SET TASK:
Recast every line of the listing below as a Markdown table with two columns, Row for the running number and Line for the text, and skip any blank lines. Leave the pictures out of the table.

:: EXERCISE MATERIAL

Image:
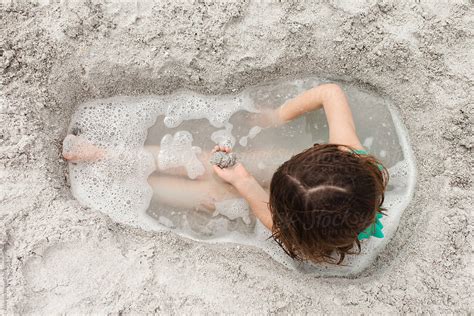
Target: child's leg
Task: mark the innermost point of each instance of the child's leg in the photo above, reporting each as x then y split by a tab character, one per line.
190	194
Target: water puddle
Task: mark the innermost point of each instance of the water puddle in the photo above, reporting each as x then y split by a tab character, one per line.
177	132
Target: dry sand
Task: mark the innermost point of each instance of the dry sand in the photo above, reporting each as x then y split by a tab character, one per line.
59	257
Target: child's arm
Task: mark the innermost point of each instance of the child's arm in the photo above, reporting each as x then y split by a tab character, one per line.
249	189
332	99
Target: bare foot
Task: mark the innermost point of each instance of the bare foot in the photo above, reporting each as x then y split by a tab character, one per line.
76	148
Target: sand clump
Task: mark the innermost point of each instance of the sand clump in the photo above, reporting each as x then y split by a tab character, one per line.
223	159
60	257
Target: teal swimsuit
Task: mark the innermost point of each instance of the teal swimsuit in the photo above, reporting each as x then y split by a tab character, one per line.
376	228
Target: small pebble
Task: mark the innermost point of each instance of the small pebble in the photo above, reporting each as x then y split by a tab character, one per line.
223	159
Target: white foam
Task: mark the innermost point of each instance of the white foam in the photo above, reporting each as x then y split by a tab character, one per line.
117	184
233	209
178	151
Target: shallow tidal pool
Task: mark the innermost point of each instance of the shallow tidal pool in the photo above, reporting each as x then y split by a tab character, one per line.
176	131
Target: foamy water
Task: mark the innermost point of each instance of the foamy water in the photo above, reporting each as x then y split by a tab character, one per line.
185	125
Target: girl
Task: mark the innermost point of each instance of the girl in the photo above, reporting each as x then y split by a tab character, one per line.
323	201
318	205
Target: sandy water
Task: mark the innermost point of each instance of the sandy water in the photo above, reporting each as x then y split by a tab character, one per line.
120	189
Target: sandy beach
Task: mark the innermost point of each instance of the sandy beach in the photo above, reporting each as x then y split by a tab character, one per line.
59	257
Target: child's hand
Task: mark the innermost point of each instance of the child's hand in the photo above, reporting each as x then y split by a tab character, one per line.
266	117
233	175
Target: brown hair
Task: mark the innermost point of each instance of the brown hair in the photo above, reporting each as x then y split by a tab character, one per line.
322	198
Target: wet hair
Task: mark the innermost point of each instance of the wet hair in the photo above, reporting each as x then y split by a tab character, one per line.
322	198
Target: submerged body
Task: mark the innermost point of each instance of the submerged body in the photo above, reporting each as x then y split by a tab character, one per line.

::::

CORRECT RESPONSE:
| Row | Line |
|---|---|
| 1 | Image: |
| 2 | Target: child's leg |
| 3 | Task: mark the innermost point of each instance of the child's leg in the photo above, reporting each as x then y split by a tab character, one per line. |
| 4 | 190	194 |
| 5 | Target: water puddle |
| 6 | Task: mark the innermost point of each instance of the water puddle in the photo above, reporting each as x then y split by a tab character, one per line. |
| 7 | 177	132 |
| 8 | Target: dry sand |
| 9 | Task: mark the innermost point of each instance of the dry sand in the photo above, reporting each as x then y split by a tab character, one per line. |
| 10 | 59	257 |
| 11 | Target: child's arm |
| 12 | Task: mark the innermost point of each instance of the child's arm in the photo above, reporting each as x then y split by a tab character, one per line. |
| 13 | 249	189 |
| 14 | 332	99 |
| 15 | Target: bare foot |
| 16 | Task: mark the innermost point of each instance of the bare foot in the photo above, reporting each as x then y split by a tab character, one per line. |
| 17 | 76	148 |
| 18 | Target: sand clump |
| 19 | Task: mark the innermost point of each instance of the sand clump in the photo above, reporting each as x then y split by a tab character, one per line. |
| 20 | 223	159 |
| 21 | 60	257 |
| 22 | Target: teal swimsuit |
| 23 | Task: mark the innermost point of each instance of the teal swimsuit in the photo above, reporting each as x then y split by a tab character, one per line. |
| 24 | 376	228 |
| 25 | Target: small pebble |
| 26 | Task: mark the innermost point of each instance of the small pebble in the photo above, reporting each as x then y split by a tab character, one per line. |
| 27 | 223	159 |
| 28 | Target: white foam |
| 29 | Task: mark the innermost point of each instance of the white foam in the photo above, reporting each as x then y split by a tab character, one per line. |
| 30 | 117	184 |
| 31 | 233	209 |
| 32 | 178	151 |
| 33 | Target: shallow tidal pool |
| 34 | Task: mark the innermost point of each instance of the shallow tidal pool in the photo above, reporting each as x then y split by a tab character, one per line. |
| 35 | 176	131 |
| 36 | Target: foamy water |
| 37 | Task: mark the innermost point of each instance of the foamy water in the photo above, reporting each as x then y split by a tab character, one per line. |
| 38 | 185	125 |
| 39 | Target: girl |
| 40 | Task: mark the innermost point of each instance of the girl in the photo above, reporting each as x then y split by a tab character, one per line. |
| 41 | 323	201 |
| 42 | 318	205 |
| 43 | Target: sandy water |
| 44 | Task: mark the innermost point of each instance of the sandy water in the photo above, reporting each as x then y split by a tab character, one per line. |
| 45 | 120	189 |
| 46 | Target: sandy beach |
| 47 | Task: mark the innermost point of each instance of the sandy beach in the photo above, reporting each as x then y split by a tab character, one per line. |
| 48 | 59	257 |
| 49 | Target: child's hand |
| 50 | Task: mark the innermost point of each instance of the child's hand in the photo above, reporting each as x then y split by a tab character, one per line. |
| 51 | 266	117 |
| 52 | 233	175 |
| 53 | Target: brown hair |
| 54 | Task: mark the innermost point of each instance of the brown hair in the photo above, reporting each as x then y split by a tab character, one per line. |
| 55 | 322	198 |
| 56 | Target: wet hair |
| 57 | Task: mark the innermost point of each instance of the wet hair in the photo above, reporting each as x then y split by a tab character, one per line. |
| 58 | 322	198 |
| 59 | Target: submerged body |
| 60 | Task: mark the innermost point of each instance of the submerged body in the photo above, reporting each as x then y split by a tab character, one per line. |